PROBLEM: Could every line below be written out exactly as it appears?

[Point-per-instance localization data]
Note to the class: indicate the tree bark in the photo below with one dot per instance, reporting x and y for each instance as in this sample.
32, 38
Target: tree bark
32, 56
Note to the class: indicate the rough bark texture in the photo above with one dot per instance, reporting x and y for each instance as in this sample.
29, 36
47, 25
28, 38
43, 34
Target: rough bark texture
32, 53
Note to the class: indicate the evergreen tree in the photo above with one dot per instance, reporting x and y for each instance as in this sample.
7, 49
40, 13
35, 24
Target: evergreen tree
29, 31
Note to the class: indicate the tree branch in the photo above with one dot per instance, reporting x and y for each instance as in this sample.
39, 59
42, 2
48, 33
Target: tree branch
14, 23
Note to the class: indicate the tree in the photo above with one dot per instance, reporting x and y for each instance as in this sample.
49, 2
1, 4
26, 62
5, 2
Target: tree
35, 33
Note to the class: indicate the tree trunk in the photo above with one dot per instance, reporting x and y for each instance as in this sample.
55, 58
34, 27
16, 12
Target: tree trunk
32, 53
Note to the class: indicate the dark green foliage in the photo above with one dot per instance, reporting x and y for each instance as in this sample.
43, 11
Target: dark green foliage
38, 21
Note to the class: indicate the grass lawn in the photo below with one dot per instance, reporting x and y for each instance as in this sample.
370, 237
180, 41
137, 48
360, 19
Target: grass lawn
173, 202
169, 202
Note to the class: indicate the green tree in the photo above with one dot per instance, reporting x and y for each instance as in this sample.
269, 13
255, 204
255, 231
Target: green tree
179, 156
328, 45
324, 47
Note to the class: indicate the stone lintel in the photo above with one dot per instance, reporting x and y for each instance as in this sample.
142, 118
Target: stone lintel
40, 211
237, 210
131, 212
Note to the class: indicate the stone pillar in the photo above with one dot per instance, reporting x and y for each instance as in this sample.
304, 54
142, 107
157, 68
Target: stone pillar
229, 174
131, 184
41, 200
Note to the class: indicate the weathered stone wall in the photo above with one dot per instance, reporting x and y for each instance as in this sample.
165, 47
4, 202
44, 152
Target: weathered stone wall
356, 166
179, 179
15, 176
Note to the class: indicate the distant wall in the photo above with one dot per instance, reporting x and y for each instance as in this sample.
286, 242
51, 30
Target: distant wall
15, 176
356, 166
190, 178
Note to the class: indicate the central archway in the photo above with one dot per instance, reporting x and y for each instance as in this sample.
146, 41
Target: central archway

SOLUTION:
Note to the class: indicate the tree bark in the photo below with one dot per instance, reporting x and y for each instance as in this sample.
32, 38
Target: tree bark
32, 56
Note to the class: indicate the rough bark texture in the photo above with one dot per instance, reporting x and y for each instance as in this sample.
29, 36
47, 25
28, 38
43, 34
Target: rough bark texture
32, 53
Note to the class: indicate the evergreen tree in the photo above with one dot per instance, reporting x and y for each instance as in this sample.
7, 49
40, 13
35, 24
Target: evergreen tree
29, 31
Note to the class: indicate the tree branch in the photo above with one dot per instance, reporting x and y for each instance as in this sample.
39, 59
42, 2
48, 33
Target: tree branch
14, 23
Note to the class: indicate the tree in the photo above with one dot per instance, reporting x and y for each instance as in this sample.
49, 2
1, 4
26, 62
5, 2
Target: tree
35, 33
Note to the class: indicate the tree trunk in the photo above with one dot per instance, reporting x and y for each instance as in this sample.
55, 58
34, 27
16, 12
Target: tree trunk
32, 53
Note to the class: indicate the dark green foliage in the photo above with one dot per instance, reporting x and y for each instance as in this sample.
43, 11
Target: dark green foliage
38, 21
Note to the class: indicate the grass lawn in the photo below with one dot per instance, reporting x and y for each instance as in this sample.
370, 237
180, 41
137, 48
360, 19
Target: grass lawn
173, 202
169, 202
Note to the class: indicate the green tree in the photo above with one dot per instance, reporting x and y for each instance as in this sample.
269, 13
255, 204
255, 231
Target: green tree
179, 156
328, 45
324, 47
Note to the class: indicate the stone lintel in the photo above with one dot per instance, reporting x and y for each instance as in this sample.
142, 118
Target: stone lintel
40, 211
237, 210
131, 212
Note to the class: indicate the stone pillar in the photo above with one dot per instance, reporting x and y for each instance as in this sample.
304, 54
142, 107
157, 68
Target: stone pillar
229, 174
131, 184
41, 200
Note to the class: indicate the weathered stone wall in the photo above with one dot per instance, reporting x and y for each instance as in this sample.
165, 47
4, 202
44, 152
Target: weathered stone wall
356, 166
179, 179
15, 176
Note to the class: indicate the distant wall in the photo above with one dot per instance, reporting x and y for each instance as in this sample.
286, 242
51, 30
Target: distant wall
15, 176
356, 166
190, 178
Note to the class: indicate the central archway in the photo above with one dot per instance, reporting x and y for each instance as in this sample.
146, 41
Target: central archway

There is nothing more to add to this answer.